PARTS OF THE EXERCISE:
a - In the forum thread about grooming Sandy, which clip was Chagall in last summer?
b - Write out the passage of the grooming thread from "# Fluff and" to "would have helped.".

EXCERPTED TEXT:
# Fluff and fuzz



## Mel (Apr 4, 2012)

Sandy had a bath today and whew am I tired. I feel for yall groomers...and I still could not the hair totally straight. Maybe some hair products would have helped. 










I'm growing out more hair between her eyes since I think I had it a bit short. 


























The nail polish won't be on all that long since I'm trying to get her nails shorter but my 4yr girl loved it. She kept oooing over it :0).


----------



## MollyMuiMa (Oct 13, 2012)

YAY!!!! You did her nails!!!! Love it, love her, SHE's GORGEOUS!


----------



## Chagall's mom (Jan 9, 2010)

I don't know how anyone could keep their hands off Sandy, that hair is just _screaming _to be touched! Wow, she really is a beauty! And those red nails, even she seems to be enjoying them. Just curious, how long does it take you to bathe and blow-dry her? I got spoiled from having Chagall in a Miami last summer and then just growing him out to a Lamb. When I see all that gloriously long hair on Sandy, I start to want to grow coat on Chagall. Then I think of the upkeep, and I return to admiring pictures of freshly blown-out long-haired beauties like yours.

Items listed in a dataset:
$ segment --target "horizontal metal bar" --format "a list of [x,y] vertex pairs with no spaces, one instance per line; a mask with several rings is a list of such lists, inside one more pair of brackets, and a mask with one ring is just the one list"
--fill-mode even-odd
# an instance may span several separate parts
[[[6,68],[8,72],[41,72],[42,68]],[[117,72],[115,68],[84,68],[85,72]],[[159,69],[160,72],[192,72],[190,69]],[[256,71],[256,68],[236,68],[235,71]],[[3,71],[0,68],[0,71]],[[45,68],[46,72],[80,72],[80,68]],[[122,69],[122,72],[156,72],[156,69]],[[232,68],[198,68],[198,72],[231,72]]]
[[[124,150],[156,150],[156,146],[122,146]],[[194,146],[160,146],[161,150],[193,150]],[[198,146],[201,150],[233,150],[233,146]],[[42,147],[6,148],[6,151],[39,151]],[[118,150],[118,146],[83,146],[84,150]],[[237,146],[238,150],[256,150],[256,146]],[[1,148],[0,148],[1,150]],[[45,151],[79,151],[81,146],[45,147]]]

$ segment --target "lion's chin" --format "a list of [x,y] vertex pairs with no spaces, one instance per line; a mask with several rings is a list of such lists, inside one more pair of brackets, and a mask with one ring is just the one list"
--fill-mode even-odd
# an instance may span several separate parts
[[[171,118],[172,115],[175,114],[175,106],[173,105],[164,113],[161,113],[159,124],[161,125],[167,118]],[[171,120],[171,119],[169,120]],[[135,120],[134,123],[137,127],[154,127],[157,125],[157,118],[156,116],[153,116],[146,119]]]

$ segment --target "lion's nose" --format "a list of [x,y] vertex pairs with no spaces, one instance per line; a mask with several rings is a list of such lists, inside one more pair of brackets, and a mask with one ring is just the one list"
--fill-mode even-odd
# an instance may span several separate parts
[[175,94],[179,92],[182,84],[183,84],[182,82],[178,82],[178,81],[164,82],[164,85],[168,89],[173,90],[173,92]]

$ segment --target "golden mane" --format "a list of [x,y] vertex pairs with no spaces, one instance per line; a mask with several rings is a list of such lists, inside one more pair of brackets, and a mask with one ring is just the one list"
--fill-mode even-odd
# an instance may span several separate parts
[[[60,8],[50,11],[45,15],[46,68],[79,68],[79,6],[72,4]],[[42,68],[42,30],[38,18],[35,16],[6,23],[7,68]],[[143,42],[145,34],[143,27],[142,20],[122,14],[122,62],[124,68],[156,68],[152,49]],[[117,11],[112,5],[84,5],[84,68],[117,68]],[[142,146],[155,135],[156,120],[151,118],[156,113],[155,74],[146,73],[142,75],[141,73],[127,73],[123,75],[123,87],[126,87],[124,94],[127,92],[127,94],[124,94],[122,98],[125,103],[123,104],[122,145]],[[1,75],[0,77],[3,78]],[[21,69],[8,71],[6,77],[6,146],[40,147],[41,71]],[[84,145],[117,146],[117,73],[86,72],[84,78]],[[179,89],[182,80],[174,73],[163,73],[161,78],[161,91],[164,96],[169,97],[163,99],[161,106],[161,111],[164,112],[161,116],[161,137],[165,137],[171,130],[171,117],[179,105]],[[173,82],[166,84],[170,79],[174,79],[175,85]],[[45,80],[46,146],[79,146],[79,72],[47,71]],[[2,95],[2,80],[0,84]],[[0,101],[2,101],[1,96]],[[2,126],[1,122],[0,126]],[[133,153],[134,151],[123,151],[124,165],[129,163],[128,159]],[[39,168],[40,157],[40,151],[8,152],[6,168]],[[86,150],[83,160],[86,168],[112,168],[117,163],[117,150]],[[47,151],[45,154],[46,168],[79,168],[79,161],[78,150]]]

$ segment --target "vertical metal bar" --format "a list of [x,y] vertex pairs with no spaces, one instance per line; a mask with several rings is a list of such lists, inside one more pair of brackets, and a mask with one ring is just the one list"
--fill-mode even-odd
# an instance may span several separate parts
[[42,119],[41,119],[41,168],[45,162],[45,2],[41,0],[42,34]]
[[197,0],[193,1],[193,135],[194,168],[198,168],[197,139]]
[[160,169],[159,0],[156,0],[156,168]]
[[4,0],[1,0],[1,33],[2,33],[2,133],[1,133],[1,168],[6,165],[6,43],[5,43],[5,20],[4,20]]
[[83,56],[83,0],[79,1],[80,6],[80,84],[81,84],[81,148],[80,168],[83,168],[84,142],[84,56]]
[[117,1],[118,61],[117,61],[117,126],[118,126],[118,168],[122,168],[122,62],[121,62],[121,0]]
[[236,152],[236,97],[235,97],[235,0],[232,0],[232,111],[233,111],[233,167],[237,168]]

ANSWERS FOR THE EXERCISE:
a - Chagall was in a Miami.

b -
# Fluff and fuzz



## Mel (Apr 4, 2012)

Sandy had a bath today and whew am I tired. I feel for yall groomers...and I still could not the hair totally straight. Maybe some hair products would have helped.